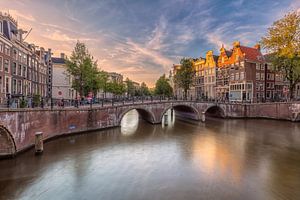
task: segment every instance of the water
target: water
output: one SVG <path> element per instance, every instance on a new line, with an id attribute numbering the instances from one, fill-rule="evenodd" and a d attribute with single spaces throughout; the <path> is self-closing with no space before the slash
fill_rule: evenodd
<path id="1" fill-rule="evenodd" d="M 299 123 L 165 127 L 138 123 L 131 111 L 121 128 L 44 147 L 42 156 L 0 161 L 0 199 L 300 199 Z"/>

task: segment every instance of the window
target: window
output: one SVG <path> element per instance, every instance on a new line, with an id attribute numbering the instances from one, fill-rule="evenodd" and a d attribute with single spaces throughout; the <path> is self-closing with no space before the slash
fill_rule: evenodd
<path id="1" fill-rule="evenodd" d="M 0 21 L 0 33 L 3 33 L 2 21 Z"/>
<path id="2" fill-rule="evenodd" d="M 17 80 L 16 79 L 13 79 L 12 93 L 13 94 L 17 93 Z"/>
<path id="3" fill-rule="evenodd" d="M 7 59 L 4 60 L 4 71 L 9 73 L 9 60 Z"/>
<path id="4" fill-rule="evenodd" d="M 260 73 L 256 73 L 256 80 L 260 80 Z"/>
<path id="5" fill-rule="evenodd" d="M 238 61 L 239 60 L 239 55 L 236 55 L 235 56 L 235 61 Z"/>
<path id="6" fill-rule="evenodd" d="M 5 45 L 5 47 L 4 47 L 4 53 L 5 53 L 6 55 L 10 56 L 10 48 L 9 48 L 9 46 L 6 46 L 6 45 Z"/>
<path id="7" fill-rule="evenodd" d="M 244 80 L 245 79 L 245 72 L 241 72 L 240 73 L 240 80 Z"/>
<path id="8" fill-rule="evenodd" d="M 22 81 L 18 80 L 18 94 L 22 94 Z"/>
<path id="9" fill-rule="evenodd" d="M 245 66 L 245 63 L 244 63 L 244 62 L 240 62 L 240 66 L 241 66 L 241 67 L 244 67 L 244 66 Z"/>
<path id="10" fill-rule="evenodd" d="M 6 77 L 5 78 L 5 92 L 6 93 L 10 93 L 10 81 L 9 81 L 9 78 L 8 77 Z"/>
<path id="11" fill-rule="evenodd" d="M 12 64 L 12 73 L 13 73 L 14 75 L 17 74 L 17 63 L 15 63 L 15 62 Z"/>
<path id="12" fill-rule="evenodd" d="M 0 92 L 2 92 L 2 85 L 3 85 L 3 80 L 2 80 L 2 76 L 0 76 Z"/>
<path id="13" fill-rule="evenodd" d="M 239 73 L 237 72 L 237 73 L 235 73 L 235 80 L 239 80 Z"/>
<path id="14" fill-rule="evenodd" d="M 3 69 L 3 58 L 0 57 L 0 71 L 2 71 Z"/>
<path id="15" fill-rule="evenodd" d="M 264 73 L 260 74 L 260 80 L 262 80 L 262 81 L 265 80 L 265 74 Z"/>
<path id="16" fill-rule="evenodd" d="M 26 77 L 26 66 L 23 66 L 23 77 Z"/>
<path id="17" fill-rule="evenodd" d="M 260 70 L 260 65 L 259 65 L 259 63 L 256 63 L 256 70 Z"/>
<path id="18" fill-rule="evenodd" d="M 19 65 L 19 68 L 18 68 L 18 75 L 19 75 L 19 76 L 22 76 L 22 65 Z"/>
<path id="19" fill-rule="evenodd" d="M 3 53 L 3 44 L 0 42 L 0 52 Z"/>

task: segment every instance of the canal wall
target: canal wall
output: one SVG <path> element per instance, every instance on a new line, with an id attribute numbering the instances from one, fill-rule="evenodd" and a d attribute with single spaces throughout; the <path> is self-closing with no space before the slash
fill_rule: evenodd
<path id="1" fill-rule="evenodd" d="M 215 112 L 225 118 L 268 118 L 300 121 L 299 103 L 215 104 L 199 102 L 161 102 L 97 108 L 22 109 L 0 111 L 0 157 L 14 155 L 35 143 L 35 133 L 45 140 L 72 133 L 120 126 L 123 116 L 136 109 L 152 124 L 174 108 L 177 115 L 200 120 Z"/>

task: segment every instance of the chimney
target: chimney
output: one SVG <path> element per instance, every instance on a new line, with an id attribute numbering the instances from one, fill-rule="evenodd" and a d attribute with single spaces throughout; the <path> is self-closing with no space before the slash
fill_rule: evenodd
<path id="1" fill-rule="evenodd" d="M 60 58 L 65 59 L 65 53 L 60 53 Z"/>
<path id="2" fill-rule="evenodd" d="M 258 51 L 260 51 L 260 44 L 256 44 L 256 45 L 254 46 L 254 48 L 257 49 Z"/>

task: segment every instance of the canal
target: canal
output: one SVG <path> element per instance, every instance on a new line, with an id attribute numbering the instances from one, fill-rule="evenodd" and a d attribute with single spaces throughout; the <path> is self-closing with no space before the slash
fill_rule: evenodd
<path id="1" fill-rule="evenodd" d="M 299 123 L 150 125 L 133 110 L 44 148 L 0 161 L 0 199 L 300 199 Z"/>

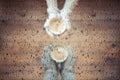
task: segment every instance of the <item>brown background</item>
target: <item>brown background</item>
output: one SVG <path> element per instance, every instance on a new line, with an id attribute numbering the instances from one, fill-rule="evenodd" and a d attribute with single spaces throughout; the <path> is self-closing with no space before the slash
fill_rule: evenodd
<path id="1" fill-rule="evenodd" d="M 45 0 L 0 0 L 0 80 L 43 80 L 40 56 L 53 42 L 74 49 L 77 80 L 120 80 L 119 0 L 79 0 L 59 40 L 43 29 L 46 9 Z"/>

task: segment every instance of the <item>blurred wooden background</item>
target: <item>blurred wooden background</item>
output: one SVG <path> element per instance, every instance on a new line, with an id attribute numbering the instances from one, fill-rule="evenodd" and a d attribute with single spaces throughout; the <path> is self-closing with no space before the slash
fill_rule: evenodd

|---|

Exercise aim. An exact copy of the data above is required, printed without its pictures.

Output for this exercise.
task: segment every instance of the water
target: water
output: one SVG <path> element per instance, every instance on a new line, with an id attribute numbering the instances from one, fill-rule="evenodd" and a d attribute with single spaces throughout; the <path> is self-closing with no space before the slash
fill_rule: evenodd
<path id="1" fill-rule="evenodd" d="M 299 123 L 165 127 L 138 123 L 131 111 L 121 128 L 44 147 L 42 156 L 0 161 L 0 199 L 300 199 Z"/>

task: segment every instance of the window
target: window
output: one SVG <path> element per instance, every instance on a new line, with an id attribute numbering the instances from one, fill-rule="evenodd" and a d attribute with single spaces throughout; the <path> is self-closing with no space before the slash
fill_rule: evenodd
<path id="1" fill-rule="evenodd" d="M 0 21 L 0 33 L 3 33 L 2 21 Z"/>
<path id="2" fill-rule="evenodd" d="M 17 80 L 16 79 L 13 79 L 12 93 L 13 94 L 17 93 Z"/>
<path id="3" fill-rule="evenodd" d="M 7 59 L 4 60 L 4 71 L 9 73 L 9 60 Z"/>
<path id="4" fill-rule="evenodd" d="M 260 73 L 256 73 L 256 80 L 260 80 Z"/>
<path id="5" fill-rule="evenodd" d="M 238 61 L 239 60 L 239 55 L 236 55 L 235 56 L 235 61 Z"/>
<path id="6" fill-rule="evenodd" d="M 5 45 L 5 47 L 4 47 L 4 53 L 5 53 L 6 55 L 10 56 L 10 48 L 9 48 L 9 46 L 6 46 L 6 45 Z"/>
<path id="7" fill-rule="evenodd" d="M 244 80 L 245 79 L 245 72 L 241 72 L 240 73 L 240 80 Z"/>
<path id="8" fill-rule="evenodd" d="M 22 81 L 18 80 L 18 94 L 22 94 Z"/>
<path id="9" fill-rule="evenodd" d="M 245 66 L 245 63 L 244 63 L 244 62 L 240 62 L 240 66 L 241 66 L 241 67 L 244 67 L 244 66 Z"/>
<path id="10" fill-rule="evenodd" d="M 6 77 L 5 78 L 5 92 L 6 93 L 10 93 L 10 81 L 9 81 L 9 78 L 8 77 Z"/>
<path id="11" fill-rule="evenodd" d="M 12 64 L 12 73 L 13 73 L 14 75 L 17 74 L 17 63 L 15 63 L 15 62 Z"/>
<path id="12" fill-rule="evenodd" d="M 0 92 L 2 92 L 2 85 L 3 85 L 3 80 L 2 80 L 2 76 L 0 76 Z"/>
<path id="13" fill-rule="evenodd" d="M 239 73 L 237 72 L 237 73 L 235 73 L 235 80 L 239 80 Z"/>
<path id="14" fill-rule="evenodd" d="M 3 69 L 3 58 L 0 57 L 0 71 L 2 71 Z"/>
<path id="15" fill-rule="evenodd" d="M 264 73 L 260 74 L 260 80 L 262 80 L 262 81 L 265 80 L 265 74 Z"/>
<path id="16" fill-rule="evenodd" d="M 26 77 L 26 66 L 23 66 L 23 77 Z"/>
<path id="17" fill-rule="evenodd" d="M 260 70 L 260 65 L 259 65 L 259 63 L 256 63 L 256 70 Z"/>
<path id="18" fill-rule="evenodd" d="M 19 65 L 19 68 L 18 68 L 18 75 L 19 75 L 19 76 L 22 76 L 22 65 Z"/>
<path id="19" fill-rule="evenodd" d="M 3 53 L 3 44 L 0 42 L 0 52 Z"/>

task: segment every instance of the canal wall
target: canal wall
output: one SVG <path> element per instance, every instance on a new line, with an id attribute numbering the instances from one, fill-rule="evenodd" and a d attribute with single spaces throughout; the <path> is self-closing with no space before the slash
fill_rule: evenodd
<path id="1" fill-rule="evenodd" d="M 215 112 L 225 118 L 268 118 L 300 121 L 299 103 L 215 104 L 199 102 L 161 102 L 97 108 L 22 109 L 0 111 L 0 157 L 14 155 L 35 143 L 35 133 L 45 140 L 72 133 L 120 126 L 123 116 L 136 109 L 152 124 L 174 108 L 177 115 L 200 120 Z"/>

task: segment every instance of the chimney
target: chimney
output: one SVG <path> element per instance, every instance on a new line, with an id attribute numbering the instances from one, fill-rule="evenodd" and a d attribute with single spaces throughout; the <path> is self-closing with no space before the slash
fill_rule: evenodd
<path id="1" fill-rule="evenodd" d="M 60 58 L 65 59 L 65 53 L 60 53 Z"/>
<path id="2" fill-rule="evenodd" d="M 258 51 L 260 51 L 260 44 L 256 44 L 256 45 L 254 46 L 254 48 L 257 49 Z"/>

task: segment every instance of the canal
target: canal
output: one SVG <path> element per instance, every instance on a new line, with an id attribute numbering the instances from one, fill-rule="evenodd" and a d attribute with single spaces throughout; the <path> is self-closing with no space before the slash
fill_rule: evenodd
<path id="1" fill-rule="evenodd" d="M 299 123 L 150 125 L 133 110 L 44 148 L 0 161 L 0 199 L 300 199 Z"/>

task: segment every instance of the <item>brown background</item>
target: <item>brown background</item>
output: one SVG <path> element per instance, every instance on a new line, with an id attribute numbering the instances from one, fill-rule="evenodd" and a d attribute with single spaces throughout; the <path> is self-closing with no space before the slash
fill_rule: evenodd
<path id="1" fill-rule="evenodd" d="M 45 0 L 0 0 L 0 80 L 43 80 L 40 56 L 53 42 L 74 49 L 77 80 L 120 80 L 119 0 L 79 0 L 59 40 L 43 29 L 46 9 Z"/>

task: segment every instance of the <item>blurred wooden background</item>
target: <item>blurred wooden background</item>
output: one SVG <path> element per instance, every instance on a new line, with an id attribute numbering the instances from one, fill-rule="evenodd" and a d attribute with single spaces throughout; the <path> is self-closing with no space before the slash
fill_rule: evenodd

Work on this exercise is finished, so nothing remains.